## Your task
Find all lines in the listing that include the word "with", then copy them.

## Excerpted records
------------------------------------------------------------

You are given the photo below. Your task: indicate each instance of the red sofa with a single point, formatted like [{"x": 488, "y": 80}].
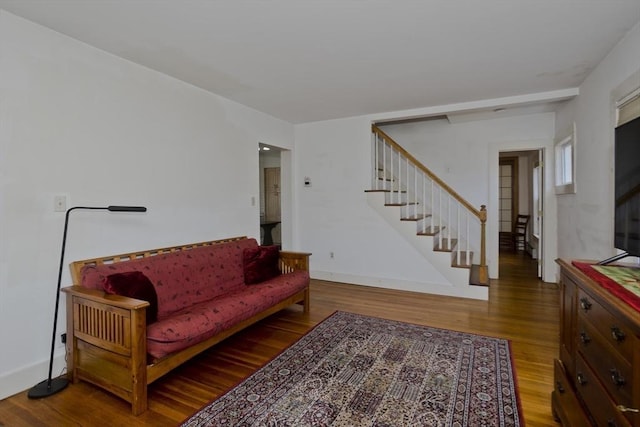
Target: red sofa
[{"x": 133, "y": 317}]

------------------------------------------------------------

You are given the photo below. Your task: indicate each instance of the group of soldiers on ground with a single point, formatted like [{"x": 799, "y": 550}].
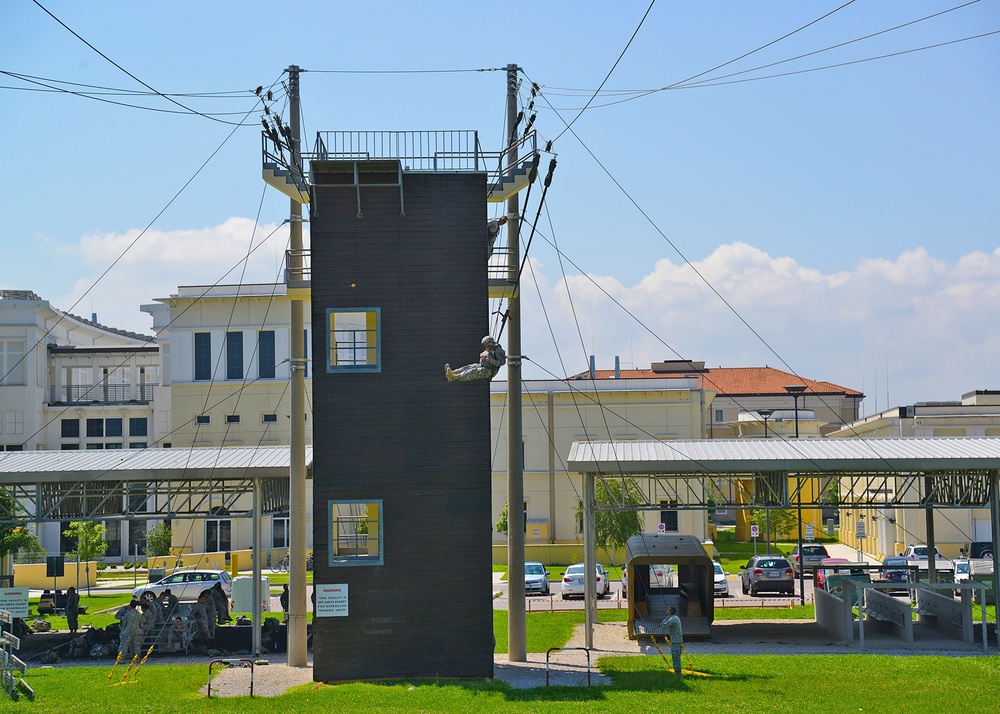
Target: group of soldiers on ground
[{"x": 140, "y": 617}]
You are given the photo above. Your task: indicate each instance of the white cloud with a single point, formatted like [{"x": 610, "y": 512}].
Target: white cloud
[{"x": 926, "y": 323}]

------------------------------------------------------------

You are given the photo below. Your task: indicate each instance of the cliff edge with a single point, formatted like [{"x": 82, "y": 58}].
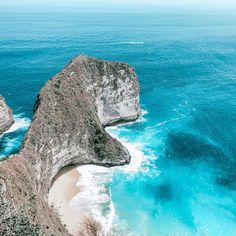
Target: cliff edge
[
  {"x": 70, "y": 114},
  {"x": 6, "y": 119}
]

------------------------------------------------------------

## Answer area
You are given the photo below. Your task: indicate each instance of the red sofa with a single point, formatted like [{"x": 488, "y": 80}].
You are given the photo below. Your task: indicate each instance of the group of soldiers on ground with a single point, formatted like [{"x": 799, "y": 550}].
You are given the photo above. Your task: indicate each instance of the white cloud with a single point, formatted like [{"x": 610, "y": 512}].
You are given the photo below. Your task: indicate each instance of the cliff edge with a single point, formatted like [{"x": 82, "y": 58}].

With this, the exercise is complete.